-- EXTRACTED RECORDS follows --

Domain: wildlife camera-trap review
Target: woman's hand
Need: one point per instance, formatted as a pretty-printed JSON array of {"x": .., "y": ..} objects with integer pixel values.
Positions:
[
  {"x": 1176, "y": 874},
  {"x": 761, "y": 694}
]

-- EXTRACTED RECORDS concluded --

## TASK STATEMENT
Please give the full set of data again exactly.

## RESULT
Domain: wildlife camera-trap review
Target: woman's hand
Need: one point per instance, formatted as a pretty-printed JSON array of {"x": .., "y": ..} objects with integer pixel values.
Positions:
[
  {"x": 1176, "y": 874},
  {"x": 761, "y": 694}
]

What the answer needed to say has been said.